REQUIRED TASK 1
Answer these from the name-change account:
(a) What last name did Christopher ask to take when he got engaged?
(b) For about how long did Christopher's grandmother take him aside during the reception?
(c) What were the couple un-invited to that Christmas?

SOURCE EXTRACT
● ● ●

When Christopher and I got engaged, he asked if he could take my last name, Stephens. I agreed.
Christopher’s parents were not amused, to say the least. His mom believes it is wrong for him to change his name, and believes it reflects poorly on him that “no one in his entire family” wants him to change his name. They see his name change as “extreme” and are very hurt by it.
Several family members from Christopher’s side of the family chose not to attend our wedding because Christopher changed his name. We took great pains to avoid the whole name issue during our wedding so as to not ruffle any feathers while still making our wedding “ours”. Christopher’s grandmother took him aside for nearly half an hour during our reception to lecture him about how he shouldn’t “betray his family”, leaving me to wonder why my new husband vanished when he was supposed to be giving a speech. Another of his family members stormed out of our reception when a guest (giving a speech) called us “Mr and Mrs. Stephens”.
That Christmas we were un-invited to his family’s annual Christmas party (we have since been invited back).
I assumed the name change issue had died down. I was wrong. Apparently, Christopher’s family accidentally forgot to send us a Christmas card, and his dad sent us an email about it (which I am reprinting with permission from dad)

● ● ●

AVAILABLE RECORDS
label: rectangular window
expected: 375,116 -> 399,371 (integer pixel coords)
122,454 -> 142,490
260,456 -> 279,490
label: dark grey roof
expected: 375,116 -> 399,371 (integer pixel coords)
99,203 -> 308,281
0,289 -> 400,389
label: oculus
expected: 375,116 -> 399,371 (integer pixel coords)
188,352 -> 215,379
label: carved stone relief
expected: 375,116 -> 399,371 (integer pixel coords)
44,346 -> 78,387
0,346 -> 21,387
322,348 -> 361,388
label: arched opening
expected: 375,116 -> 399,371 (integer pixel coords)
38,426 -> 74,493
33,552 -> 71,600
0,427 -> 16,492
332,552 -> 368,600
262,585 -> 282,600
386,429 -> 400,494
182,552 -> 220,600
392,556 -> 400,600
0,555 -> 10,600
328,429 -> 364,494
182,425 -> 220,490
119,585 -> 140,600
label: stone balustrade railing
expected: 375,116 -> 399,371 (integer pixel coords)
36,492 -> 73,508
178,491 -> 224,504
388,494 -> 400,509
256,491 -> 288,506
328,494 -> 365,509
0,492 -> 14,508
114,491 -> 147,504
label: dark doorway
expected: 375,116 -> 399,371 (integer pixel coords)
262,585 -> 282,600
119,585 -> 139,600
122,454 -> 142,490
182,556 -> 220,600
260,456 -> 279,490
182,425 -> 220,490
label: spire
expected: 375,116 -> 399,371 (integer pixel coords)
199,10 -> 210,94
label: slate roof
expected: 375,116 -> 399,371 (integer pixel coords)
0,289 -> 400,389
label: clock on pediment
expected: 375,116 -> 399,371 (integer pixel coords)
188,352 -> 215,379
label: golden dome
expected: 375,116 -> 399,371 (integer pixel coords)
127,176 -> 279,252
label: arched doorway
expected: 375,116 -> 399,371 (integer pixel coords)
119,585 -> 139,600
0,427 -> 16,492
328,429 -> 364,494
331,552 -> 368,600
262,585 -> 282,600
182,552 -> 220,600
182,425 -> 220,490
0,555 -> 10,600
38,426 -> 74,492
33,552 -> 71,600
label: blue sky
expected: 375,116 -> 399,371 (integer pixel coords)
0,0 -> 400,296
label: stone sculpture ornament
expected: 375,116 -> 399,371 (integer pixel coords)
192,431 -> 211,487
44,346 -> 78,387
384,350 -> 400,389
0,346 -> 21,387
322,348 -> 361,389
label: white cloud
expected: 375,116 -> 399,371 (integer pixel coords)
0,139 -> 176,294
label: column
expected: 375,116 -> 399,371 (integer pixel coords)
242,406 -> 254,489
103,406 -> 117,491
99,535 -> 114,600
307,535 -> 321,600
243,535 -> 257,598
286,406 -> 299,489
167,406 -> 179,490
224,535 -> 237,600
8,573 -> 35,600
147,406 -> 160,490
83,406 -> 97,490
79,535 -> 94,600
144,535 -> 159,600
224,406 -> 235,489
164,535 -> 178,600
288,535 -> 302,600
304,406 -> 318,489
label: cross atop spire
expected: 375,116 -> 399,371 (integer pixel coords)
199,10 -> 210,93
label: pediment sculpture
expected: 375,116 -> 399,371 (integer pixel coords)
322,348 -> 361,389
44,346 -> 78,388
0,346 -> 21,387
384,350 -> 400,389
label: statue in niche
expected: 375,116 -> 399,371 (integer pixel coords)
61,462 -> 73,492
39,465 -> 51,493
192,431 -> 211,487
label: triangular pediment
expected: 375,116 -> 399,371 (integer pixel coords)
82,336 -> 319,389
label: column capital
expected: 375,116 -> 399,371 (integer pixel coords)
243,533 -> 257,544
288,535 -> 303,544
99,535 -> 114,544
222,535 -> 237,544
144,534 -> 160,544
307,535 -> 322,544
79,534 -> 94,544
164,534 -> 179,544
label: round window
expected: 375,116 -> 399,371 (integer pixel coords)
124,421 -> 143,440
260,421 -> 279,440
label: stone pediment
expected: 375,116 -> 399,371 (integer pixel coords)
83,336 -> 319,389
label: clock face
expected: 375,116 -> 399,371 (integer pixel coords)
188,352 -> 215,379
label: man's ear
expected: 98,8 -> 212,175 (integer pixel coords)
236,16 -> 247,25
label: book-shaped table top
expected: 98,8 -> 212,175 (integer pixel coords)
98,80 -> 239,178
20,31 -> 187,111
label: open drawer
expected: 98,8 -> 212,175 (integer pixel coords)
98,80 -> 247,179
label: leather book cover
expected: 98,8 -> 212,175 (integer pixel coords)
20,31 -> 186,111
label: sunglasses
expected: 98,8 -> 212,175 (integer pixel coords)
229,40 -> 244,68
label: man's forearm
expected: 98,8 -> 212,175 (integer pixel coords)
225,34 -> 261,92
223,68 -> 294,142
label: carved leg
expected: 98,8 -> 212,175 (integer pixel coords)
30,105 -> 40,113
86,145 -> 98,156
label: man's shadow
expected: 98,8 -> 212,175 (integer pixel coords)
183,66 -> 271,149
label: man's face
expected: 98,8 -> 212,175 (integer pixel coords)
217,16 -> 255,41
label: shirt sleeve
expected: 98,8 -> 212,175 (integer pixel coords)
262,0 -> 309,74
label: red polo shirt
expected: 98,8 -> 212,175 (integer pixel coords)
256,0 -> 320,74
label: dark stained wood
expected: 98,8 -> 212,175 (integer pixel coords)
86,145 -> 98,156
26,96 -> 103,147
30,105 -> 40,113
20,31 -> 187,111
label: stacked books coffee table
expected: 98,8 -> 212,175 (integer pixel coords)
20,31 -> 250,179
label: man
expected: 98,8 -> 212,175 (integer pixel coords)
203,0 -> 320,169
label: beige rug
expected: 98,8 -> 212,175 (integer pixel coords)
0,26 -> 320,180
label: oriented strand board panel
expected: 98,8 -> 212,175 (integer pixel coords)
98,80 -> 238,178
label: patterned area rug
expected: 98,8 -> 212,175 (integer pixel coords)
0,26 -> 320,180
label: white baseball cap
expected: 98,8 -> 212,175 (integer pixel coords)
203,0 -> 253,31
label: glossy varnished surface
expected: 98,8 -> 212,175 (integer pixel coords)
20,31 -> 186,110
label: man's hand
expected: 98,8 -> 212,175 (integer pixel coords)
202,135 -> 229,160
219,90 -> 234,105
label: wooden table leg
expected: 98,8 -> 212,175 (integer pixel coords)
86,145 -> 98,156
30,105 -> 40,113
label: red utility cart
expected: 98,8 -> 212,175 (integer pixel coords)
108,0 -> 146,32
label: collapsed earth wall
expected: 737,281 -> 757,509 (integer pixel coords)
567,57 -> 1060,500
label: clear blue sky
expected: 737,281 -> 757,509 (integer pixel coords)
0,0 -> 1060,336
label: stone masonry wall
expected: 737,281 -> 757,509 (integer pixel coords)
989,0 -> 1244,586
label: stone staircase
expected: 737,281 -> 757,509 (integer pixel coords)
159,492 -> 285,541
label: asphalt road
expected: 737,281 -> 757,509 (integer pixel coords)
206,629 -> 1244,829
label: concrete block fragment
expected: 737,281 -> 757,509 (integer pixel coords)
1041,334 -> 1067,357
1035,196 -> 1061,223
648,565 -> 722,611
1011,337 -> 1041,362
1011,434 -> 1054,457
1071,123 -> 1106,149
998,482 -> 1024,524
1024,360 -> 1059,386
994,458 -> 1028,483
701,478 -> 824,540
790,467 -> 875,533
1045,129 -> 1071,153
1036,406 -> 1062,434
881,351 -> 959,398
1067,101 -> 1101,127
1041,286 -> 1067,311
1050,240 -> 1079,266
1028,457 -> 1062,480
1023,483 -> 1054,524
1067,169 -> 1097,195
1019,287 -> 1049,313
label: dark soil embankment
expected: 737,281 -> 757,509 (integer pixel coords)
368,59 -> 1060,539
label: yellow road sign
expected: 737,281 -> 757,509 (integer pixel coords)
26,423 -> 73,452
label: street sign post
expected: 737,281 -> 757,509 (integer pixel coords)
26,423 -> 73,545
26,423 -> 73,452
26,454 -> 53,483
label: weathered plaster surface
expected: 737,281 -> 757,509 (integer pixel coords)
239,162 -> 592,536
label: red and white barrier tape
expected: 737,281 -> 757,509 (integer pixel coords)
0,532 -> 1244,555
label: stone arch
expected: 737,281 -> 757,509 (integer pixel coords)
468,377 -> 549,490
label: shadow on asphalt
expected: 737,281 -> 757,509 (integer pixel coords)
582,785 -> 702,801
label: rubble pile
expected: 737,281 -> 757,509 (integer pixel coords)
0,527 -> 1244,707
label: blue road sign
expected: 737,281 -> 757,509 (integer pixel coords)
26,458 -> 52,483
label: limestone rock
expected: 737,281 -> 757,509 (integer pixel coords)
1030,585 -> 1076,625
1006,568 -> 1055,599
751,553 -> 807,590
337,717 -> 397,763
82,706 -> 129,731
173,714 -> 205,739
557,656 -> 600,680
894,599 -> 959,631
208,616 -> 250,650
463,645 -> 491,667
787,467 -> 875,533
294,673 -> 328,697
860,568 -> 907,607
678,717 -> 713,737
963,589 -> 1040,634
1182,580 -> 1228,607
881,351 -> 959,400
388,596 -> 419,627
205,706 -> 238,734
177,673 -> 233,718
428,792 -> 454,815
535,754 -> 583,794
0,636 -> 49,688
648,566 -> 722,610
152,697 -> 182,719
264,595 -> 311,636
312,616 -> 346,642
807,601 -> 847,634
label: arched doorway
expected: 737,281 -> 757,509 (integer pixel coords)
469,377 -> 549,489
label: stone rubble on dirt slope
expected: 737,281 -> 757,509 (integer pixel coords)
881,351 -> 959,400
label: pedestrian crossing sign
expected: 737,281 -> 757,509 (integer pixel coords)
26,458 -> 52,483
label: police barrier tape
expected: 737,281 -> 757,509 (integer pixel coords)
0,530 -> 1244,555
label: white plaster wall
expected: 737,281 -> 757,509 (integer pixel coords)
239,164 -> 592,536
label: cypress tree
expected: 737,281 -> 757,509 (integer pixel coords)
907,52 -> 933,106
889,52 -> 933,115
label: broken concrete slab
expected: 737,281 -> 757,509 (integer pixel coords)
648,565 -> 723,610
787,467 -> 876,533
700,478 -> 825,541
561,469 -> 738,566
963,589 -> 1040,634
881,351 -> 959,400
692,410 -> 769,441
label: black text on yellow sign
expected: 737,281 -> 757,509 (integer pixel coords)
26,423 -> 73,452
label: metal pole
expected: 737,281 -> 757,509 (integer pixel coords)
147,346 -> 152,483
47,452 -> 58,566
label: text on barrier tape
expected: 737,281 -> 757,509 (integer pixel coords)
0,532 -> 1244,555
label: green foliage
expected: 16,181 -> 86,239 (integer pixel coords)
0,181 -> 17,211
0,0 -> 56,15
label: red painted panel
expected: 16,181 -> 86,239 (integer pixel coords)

● ● ●

REQUIRED TASK 2
Copy out the lines of the listing, starting at the line that contains "label: red polo shirt" and ending at the line that contains "203,0 -> 320,169".

COMPLETE ANSWER 1
(a) Stephens
(b) Nearly half an hour
(c) His family's annual Christmas party

COMPLETE ANSWER 2
label: red polo shirt
expected: 98,8 -> 212,175 (integer pixel coords)
256,0 -> 320,74
label: dark stained wood
expected: 98,8 -> 212,175 (integer pixel coords)
86,145 -> 98,156
26,96 -> 103,147
30,105 -> 40,113
20,31 -> 187,111
label: stacked books coffee table
expected: 98,8 -> 212,175 (integer pixel coords)
20,31 -> 250,179
label: man
expected: 98,8 -> 212,175 (integer pixel coords)
203,0 -> 320,169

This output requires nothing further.